Problem to solve: Rewrite the records below, replacing "visual grounding assistant" with "object localization assistant" wherever it occurs and leaving all other text unchanged.

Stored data
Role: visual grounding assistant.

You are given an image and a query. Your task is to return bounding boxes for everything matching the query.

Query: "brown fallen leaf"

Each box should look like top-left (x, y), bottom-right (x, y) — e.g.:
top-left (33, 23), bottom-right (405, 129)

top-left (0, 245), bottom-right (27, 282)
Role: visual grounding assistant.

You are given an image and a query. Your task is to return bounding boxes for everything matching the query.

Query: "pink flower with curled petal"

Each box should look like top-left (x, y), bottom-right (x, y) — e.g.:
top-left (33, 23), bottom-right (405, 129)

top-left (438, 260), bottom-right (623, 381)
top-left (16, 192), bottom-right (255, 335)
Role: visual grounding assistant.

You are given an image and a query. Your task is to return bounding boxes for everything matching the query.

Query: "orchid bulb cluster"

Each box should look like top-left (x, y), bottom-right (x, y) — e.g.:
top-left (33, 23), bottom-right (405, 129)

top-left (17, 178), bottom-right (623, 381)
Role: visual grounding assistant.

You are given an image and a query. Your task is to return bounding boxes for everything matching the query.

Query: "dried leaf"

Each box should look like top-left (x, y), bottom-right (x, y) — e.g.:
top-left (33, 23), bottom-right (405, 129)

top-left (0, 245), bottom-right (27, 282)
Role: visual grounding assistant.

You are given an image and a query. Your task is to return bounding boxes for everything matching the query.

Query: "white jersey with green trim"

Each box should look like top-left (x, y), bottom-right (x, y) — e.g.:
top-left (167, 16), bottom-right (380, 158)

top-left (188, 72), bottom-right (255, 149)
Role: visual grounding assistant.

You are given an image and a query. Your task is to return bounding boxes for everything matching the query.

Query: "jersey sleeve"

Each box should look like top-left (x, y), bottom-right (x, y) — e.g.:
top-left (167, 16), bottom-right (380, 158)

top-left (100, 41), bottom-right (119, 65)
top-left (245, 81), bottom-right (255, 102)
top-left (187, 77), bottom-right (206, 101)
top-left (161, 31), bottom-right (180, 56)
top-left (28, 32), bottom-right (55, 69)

Written answer:
Role: object localization assistant.

You are given an image and a query. Your task is to return bounding boxes for everything matching the query.

Query: "brown fallen leaf"

Each box should look like top-left (x, y), bottom-right (x, y) — e.g.:
top-left (33, 23), bottom-right (405, 129)

top-left (0, 245), bottom-right (27, 282)
Role: object localization assistant.

You are given an image and a query. Your task is to return bounding boxes for everything matching the query.

Query: "pink flower with curled petal"

Each box should look like top-left (x, y), bottom-right (x, y) — e.g.:
top-left (33, 23), bottom-right (405, 129)

top-left (438, 260), bottom-right (623, 381)
top-left (16, 192), bottom-right (255, 335)
Role: object localization assistant.

You are given an image and a query. Your task is to return bounding boxes for everything matching the query.

Query: "orchid bulb cluster"

Each box should look like top-left (x, y), bottom-right (x, y) — e.g.:
top-left (33, 23), bottom-right (405, 129)

top-left (17, 178), bottom-right (623, 381)
Role: object localization assistant.

You are given an image and a query. Your task is to return bounding boxes for everything matching the query.

Query: "dried leaf"

Each box should look like top-left (x, y), bottom-right (x, y) — e.g.:
top-left (33, 23), bottom-right (405, 129)

top-left (0, 245), bottom-right (27, 282)
Role: object localization assistant.

You are given an image and a query. Your task is to return bounding boxes for everything matching the query.

Query: "white jersey with green trim"

Each box should look like top-left (x, y), bottom-right (x, y) — e.g.:
top-left (167, 16), bottom-right (380, 158)

top-left (188, 72), bottom-right (255, 149)
Role: object localization assistant.

You are given an image and a query. Your task is to return bounding boxes for everything matching the query.

Query: "jersey sleeve"

Each box should look like top-left (x, y), bottom-right (x, y) — e.g.:
top-left (167, 16), bottom-right (380, 158)

top-left (100, 41), bottom-right (119, 65)
top-left (245, 81), bottom-right (255, 102)
top-left (187, 77), bottom-right (206, 101)
top-left (161, 31), bottom-right (180, 56)
top-left (28, 32), bottom-right (55, 69)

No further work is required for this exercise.